[COMPLETE THE FOLLOWING]:
**A)** Repeat the passage of the Java serialization question between "I am trying" and "my comparison code.", inclusive.
**B)** Pick up the Java serialization question about mismatched byte arrays where it stops, and write what follows.

[DOCUMENT PASSAGE]:
3

I am trying to compare 2 byte[] which are the results of serialization of the same object:

  • 1 byte[] is created by serializing the object
  • the other by deserializing the 1st byte[] and then serializing it again.

I do not understand how these 2 arrays can be different. Deserializing the first byte[] should reconstruct the original object, and serializing that object is the same as serializing the original one. So, the 2 byte[] should be the same. However, under certain circumstances they can be different, apparently.

The object I am serializing (State) holds a list of another object (MapWrapper) which in turn holds a single collection. Depending on the collection, I get different results from my comparison code.

Here is the MCVE:

import java.io.ByteArrayInputStream;
import java.io.ByteArrayOutputStream;
import java.io.IOException;
import java.io.ObjectInputStream;
import java.io.ObjectOutputStream;
import java.io.Serializable;
import java.util.ArrayList;
import java.util.Arrays;
import java.util.HashMap;
import java.util.List;
import java.util.Map;

public class Test {

    public static void main(String[] args) {

        State state = new State();
        state.maps.add(new MapWrapper());

        byte[] pBA = stateToByteArray(state);
        State pC = byteArrayToState(pBA);
        byte[] zero = stateToByteArray(pC);
        System.out.println(Arrays.equals(pBA, zero)); // see output below
        State pC2 = byteArrayToState(pBA);
        byte[] zero2 = stateToByteArray(pC2);
        System.out.println(Arrays.equals(zero2, zero)); // always true
    }

    public static byte[] stateToByteArray(State s) {

        try {
            ByteArrayOutputStream bos = new ByteArrayOutputStream();
            ObjectOutputStream oos = new ObjectOutputStream(bos);
            oos.writeObject(s);
            return bos.toByteArray();
        } catch (IOException e) {
            e.printStackTrace();
        }
        return null;
    }

    public static State byteArrayToState(byte[] bytes) {

        ObjectInputStream ois;
        try {
            ois = new ObjectInputStream(new ByteArrayInputStream(bytes));
            return (State) ois.readObject();
        } catch (IOException | ClassNotFoundException e) {
            e.printStackTrace();
        }
        return null;
    }
}

class State implements Serializable {

    private static final long serialVersionUID = 1L;

    List<MapWrapper> maps = new ArrayList<>();
}

class MapWrapper implements Serializable {

    private static final long serialVersionUID = 1L;

    // Different options, choose one!

[INFORMATION PROVIDED]:

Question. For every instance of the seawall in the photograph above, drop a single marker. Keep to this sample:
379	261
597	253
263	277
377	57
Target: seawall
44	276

[TASK-BY-TASK RESULTS]:
**A)**
I am trying to compare 2 byte[] which are the results of serialization of the same object:

  • 1 byte[] is created by serializing the object
  • the other by deserializing the 1st byte[] and then serializing it again.

I do not understand how these 2 arrays can be different. Deserializing the first byte[] should reconstruct the original object, and serializing that object is the same as serializing the original one. So, the 2 byte[] should be the same. However, under certain circumstances they can be different, apparently.

The object I am serializing (State) holds a list of another object (MapWrapper) which in turn holds a single collection. Depending on the collection, I get different results from my comparison code.

**B)**
//  List<Integer> ints = new ArrayList<>();       true
//  List<Integer> ints = new ArrayList<>(3);      true
//  Map<String, Integer> map = new HashMap<>();   true
//  Map<String, Integer> map = new HashMap<>(2);  false
}

For some reason, if MapWrapper contains a HashMap (or LinkedHashMap) and is initialized with an initial capacity, the serialization gives a different result than a serialization-deserialization-serialization.

I added a 2nd iteration of deserialization-serialization and compared to the 1st. They are always equal. The difference manifests only after the first iteration.

Note that I must create a MapWrapper and add it to the list in State, as done in the start of main, to cause this.

As much as I know, the initial capacity is a performance parameter only. Using the default one or a specified one should not change behavior or functionality.

I am using jdk1.8.0_25 and Windows7.

Why does this happen?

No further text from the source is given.